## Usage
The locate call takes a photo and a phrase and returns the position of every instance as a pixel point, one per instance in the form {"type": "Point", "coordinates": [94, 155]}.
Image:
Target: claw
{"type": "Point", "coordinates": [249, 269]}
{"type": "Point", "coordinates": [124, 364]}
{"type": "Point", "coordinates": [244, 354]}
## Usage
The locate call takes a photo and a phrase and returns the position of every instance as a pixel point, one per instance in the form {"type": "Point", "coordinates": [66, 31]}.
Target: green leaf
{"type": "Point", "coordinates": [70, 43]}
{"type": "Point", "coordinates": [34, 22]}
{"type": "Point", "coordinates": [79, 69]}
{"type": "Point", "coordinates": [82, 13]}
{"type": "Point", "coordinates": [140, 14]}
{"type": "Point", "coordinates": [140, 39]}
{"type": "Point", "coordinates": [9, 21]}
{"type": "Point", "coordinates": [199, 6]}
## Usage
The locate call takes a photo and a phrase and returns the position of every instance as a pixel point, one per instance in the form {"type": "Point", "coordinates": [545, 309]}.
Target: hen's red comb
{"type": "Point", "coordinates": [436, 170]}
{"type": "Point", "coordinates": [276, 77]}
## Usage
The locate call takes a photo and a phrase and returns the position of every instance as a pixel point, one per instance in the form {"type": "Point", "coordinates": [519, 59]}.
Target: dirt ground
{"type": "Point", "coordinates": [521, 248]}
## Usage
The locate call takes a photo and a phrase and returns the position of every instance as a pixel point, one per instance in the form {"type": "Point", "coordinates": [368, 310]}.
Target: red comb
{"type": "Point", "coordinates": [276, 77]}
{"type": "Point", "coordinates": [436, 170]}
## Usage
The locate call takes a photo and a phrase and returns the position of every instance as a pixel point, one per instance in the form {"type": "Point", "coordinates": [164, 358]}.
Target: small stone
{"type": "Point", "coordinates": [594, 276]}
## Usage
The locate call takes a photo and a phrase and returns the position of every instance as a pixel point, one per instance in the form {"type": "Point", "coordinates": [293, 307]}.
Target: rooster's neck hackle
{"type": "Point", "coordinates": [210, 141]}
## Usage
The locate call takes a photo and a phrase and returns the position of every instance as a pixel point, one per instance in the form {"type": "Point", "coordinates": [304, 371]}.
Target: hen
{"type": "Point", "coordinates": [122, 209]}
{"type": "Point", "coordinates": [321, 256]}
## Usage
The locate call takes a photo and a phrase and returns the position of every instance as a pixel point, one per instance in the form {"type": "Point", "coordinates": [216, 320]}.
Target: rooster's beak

+++

The entries above must be returned exactly.

## Usage
The locate call takes a photo and a phrase and returns the position of every instance as a pixel point, one per instance in the form {"type": "Point", "coordinates": [94, 155]}.
Image:
Target: claw
{"type": "Point", "coordinates": [249, 269]}
{"type": "Point", "coordinates": [124, 364]}
{"type": "Point", "coordinates": [244, 354]}
## Usage
The locate call takes a photo and a phrase and returns the position of every instance as a pixel point, one per instance in the form {"type": "Point", "coordinates": [66, 31]}.
Target: green leaf
{"type": "Point", "coordinates": [70, 43]}
{"type": "Point", "coordinates": [34, 22]}
{"type": "Point", "coordinates": [79, 69]}
{"type": "Point", "coordinates": [82, 13]}
{"type": "Point", "coordinates": [140, 14]}
{"type": "Point", "coordinates": [140, 39]}
{"type": "Point", "coordinates": [9, 21]}
{"type": "Point", "coordinates": [199, 6]}
## Usage
The locate call takes a photo and a phrase and returns the position of every instance as a pixel point, one per instance in the form {"type": "Point", "coordinates": [545, 309]}.
Target: hen's red comb
{"type": "Point", "coordinates": [436, 170]}
{"type": "Point", "coordinates": [276, 77]}
## Usage
The locate call takes a photo and a phrase and returns the position of every instance as a pixel point, one per instance in the form {"type": "Point", "coordinates": [519, 59]}.
Target: dirt ground
{"type": "Point", "coordinates": [521, 248]}
## Usage
The locate call takes a photo and a phrase and returns the position of every instance as a pixel point, one per instance in the form {"type": "Point", "coordinates": [368, 310]}.
Target: red comb
{"type": "Point", "coordinates": [276, 77]}
{"type": "Point", "coordinates": [436, 170]}
## Usage
The locate call takes a photo and a phrase and returns the position of every instance as a pixel point, one per instance in the form {"type": "Point", "coordinates": [164, 358]}.
Target: small stone
{"type": "Point", "coordinates": [594, 276]}
## Usage
The locate call takes a photo and a phrase and returns the position of every instance as a pixel point, one per instance in the form {"type": "Point", "coordinates": [293, 307]}.
Target: rooster's neck hackle
{"type": "Point", "coordinates": [210, 141]}
## Usage
The locate call takes a photo and a phrase and returns the position of every instance as a pixel point, one per instance in the form {"type": "Point", "coordinates": [304, 371]}.
Target: hen
{"type": "Point", "coordinates": [122, 209]}
{"type": "Point", "coordinates": [321, 256]}
## Usage
The locate call takes a photo and a phrase and returns the position of every instance as a pixel point, one per instance in the form {"type": "Point", "coordinates": [216, 320]}.
Target: rooster's beak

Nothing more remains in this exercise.